***** LISTED ENTRIES

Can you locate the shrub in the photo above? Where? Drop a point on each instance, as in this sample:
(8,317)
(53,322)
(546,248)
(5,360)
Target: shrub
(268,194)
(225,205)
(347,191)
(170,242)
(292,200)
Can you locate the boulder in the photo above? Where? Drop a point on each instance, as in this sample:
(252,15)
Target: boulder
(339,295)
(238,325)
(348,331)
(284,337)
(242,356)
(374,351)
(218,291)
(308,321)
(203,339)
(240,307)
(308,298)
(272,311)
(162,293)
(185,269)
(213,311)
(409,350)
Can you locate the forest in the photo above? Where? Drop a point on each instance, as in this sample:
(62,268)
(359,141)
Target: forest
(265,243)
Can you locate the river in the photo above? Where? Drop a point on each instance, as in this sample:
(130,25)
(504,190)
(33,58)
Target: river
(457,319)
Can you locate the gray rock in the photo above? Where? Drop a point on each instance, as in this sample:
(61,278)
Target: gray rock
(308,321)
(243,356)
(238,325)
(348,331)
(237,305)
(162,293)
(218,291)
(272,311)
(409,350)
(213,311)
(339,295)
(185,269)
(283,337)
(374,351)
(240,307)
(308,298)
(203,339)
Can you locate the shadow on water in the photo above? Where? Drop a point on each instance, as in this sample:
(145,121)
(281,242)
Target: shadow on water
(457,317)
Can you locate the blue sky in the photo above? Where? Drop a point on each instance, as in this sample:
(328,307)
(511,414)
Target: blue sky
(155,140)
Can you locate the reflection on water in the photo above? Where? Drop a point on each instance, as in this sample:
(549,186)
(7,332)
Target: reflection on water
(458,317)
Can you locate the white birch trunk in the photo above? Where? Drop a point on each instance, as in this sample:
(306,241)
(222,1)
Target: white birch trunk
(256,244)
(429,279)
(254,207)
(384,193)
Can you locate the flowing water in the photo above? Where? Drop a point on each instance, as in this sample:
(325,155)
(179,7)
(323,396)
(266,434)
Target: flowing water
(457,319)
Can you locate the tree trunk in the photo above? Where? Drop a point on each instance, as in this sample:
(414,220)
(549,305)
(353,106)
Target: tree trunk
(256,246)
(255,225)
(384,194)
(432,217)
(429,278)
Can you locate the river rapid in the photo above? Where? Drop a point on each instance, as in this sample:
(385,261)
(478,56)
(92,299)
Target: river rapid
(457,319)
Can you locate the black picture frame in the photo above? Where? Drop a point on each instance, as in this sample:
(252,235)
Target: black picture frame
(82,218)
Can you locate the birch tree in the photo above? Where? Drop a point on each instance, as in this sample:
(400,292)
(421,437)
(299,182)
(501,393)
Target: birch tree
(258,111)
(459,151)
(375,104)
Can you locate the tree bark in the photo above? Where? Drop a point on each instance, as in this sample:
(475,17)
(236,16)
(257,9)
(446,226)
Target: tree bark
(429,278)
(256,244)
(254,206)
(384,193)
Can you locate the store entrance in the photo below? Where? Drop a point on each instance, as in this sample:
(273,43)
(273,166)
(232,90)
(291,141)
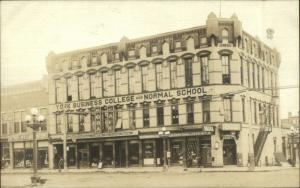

**********

## WHAT TO PRODUCE
Show each line of the entries above that contains the string "birch". Treat uppercase and lowercase as different.

## SOLUTION BELOW
Can you locate the white birch trunk in the photo above? Where? Drop a point on each instance, as in this sample:
Target: white birch trunk
Can you locate the birch tree in the photo above? Where? Drop a point on each instance, as in this sample:
Target: birch tree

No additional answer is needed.